PROBLEM STATEMENT:
Please transcribe, exactly, the line that contains "Looking at the screenshot, where is the sleeping" and every line after it to the end of the records, and nothing else.

Dataset excerpts:
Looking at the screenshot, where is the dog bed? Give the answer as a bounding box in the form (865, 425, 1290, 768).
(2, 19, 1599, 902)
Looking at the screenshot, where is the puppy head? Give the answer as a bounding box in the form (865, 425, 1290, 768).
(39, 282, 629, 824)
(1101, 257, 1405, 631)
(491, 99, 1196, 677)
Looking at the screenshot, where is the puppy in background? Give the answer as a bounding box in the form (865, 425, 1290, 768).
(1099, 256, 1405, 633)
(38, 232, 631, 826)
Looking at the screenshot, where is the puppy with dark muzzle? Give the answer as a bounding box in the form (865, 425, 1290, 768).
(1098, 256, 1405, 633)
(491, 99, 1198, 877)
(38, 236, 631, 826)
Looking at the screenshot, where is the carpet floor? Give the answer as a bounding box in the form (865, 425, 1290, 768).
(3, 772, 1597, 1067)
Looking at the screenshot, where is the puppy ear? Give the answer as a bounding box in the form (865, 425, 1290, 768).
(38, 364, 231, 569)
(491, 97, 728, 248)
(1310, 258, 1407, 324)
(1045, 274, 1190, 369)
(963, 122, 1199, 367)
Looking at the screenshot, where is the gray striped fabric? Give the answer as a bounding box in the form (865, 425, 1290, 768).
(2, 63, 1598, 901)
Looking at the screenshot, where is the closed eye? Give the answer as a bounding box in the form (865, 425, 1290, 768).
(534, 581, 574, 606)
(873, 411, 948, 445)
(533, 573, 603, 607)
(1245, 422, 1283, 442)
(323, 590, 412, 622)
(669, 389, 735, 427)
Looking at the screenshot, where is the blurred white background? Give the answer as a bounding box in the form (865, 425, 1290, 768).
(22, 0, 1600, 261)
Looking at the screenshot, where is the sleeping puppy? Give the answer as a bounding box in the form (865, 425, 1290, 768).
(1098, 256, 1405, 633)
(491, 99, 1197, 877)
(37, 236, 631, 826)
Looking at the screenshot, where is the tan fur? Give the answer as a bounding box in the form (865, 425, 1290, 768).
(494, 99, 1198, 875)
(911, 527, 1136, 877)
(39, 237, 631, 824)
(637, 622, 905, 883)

COMPLETED EXERCISE:
Looking at the screenshot, where is the sleeping puppy? Give the answer as a bounding box in the form (865, 425, 1290, 768).
(1098, 256, 1405, 633)
(491, 99, 1197, 877)
(37, 236, 631, 826)
Looking at the screenshot, where is the tan fur? Give the answer as a bounding box in the form (865, 425, 1290, 768).
(494, 99, 1198, 875)
(911, 527, 1136, 877)
(39, 237, 631, 824)
(637, 622, 905, 883)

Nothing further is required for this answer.